(Stored items from a collection)
__________

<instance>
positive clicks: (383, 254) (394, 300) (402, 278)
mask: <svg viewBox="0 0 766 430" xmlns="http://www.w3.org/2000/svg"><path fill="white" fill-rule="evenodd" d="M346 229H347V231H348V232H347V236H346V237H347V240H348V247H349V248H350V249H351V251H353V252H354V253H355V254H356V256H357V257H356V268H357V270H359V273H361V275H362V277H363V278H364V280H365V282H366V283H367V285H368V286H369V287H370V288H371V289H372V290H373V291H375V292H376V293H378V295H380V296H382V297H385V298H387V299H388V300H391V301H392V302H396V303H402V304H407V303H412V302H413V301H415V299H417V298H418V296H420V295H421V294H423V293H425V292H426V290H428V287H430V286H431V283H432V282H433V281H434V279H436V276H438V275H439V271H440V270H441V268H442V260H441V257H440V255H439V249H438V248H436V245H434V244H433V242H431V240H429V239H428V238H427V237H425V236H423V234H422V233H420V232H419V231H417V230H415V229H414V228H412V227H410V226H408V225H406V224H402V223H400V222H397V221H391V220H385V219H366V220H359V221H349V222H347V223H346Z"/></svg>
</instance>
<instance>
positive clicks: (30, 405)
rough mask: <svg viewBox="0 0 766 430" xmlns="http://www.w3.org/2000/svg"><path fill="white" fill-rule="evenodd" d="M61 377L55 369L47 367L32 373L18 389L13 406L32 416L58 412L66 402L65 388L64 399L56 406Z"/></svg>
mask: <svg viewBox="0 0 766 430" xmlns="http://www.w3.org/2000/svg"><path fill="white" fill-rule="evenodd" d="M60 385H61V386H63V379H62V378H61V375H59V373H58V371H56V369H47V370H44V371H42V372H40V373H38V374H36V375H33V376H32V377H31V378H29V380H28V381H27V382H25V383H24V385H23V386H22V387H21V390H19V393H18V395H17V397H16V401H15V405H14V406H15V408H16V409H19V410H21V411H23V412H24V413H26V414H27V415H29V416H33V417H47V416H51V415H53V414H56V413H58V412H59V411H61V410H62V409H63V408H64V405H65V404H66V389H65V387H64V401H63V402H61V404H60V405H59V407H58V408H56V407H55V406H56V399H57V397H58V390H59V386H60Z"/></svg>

__________

Exercise >> Give all of the entries again, word for word.

Answer area >>
<instance>
positive clicks: (383, 254) (394, 300) (402, 278)
mask: <svg viewBox="0 0 766 430" xmlns="http://www.w3.org/2000/svg"><path fill="white" fill-rule="evenodd" d="M346 229H347V231H348V232H347V236H346V237H347V240H348V247H349V248H350V249H351V251H353V252H354V253H355V254H356V256H357V257H356V268H357V270H359V273H361V275H362V277H363V278H364V280H365V282H366V283H367V285H368V286H369V287H370V288H371V289H372V290H373V291H375V292H376V293H378V295H380V296H382V297H385V298H387V299H388V300H391V301H392V302H396V303H402V304H407V303H412V302H413V301H415V299H417V298H418V296H420V295H421V294H423V293H425V292H426V290H428V287H430V286H431V283H432V282H433V281H434V279H436V276H438V275H439V271H440V270H441V268H442V260H441V257H440V255H439V249H438V248H436V245H434V244H433V242H431V240H429V239H428V238H427V237H425V236H423V234H422V233H420V232H419V231H417V230H415V229H414V228H412V227H410V226H408V225H406V224H402V223H400V222H397V221H391V220H385V219H366V220H359V221H349V222H347V223H346Z"/></svg>
</instance>
<instance>
positive clicks: (30, 405)
rough mask: <svg viewBox="0 0 766 430" xmlns="http://www.w3.org/2000/svg"><path fill="white" fill-rule="evenodd" d="M61 377L55 369L47 367L32 373L18 389L13 406L32 416L58 412L66 402L65 388L64 399L56 406Z"/></svg>
mask: <svg viewBox="0 0 766 430" xmlns="http://www.w3.org/2000/svg"><path fill="white" fill-rule="evenodd" d="M60 385H61V386H63V379H62V378H61V375H59V373H58V371H56V369H47V370H44V371H42V372H40V373H38V374H36V375H33V376H32V377H31V378H29V380H28V381H27V382H25V383H24V385H23V386H22V387H21V390H19V393H18V395H17V397H16V401H15V405H14V406H15V408H16V409H19V410H21V411H23V412H24V413H26V414H27V415H29V416H33V417H47V416H51V415H53V414H56V413H58V412H59V411H61V410H62V409H63V408H64V405H65V404H66V389H65V387H64V401H63V402H61V404H60V405H59V407H58V408H56V407H55V406H56V399H57V397H58V390H59V386H60Z"/></svg>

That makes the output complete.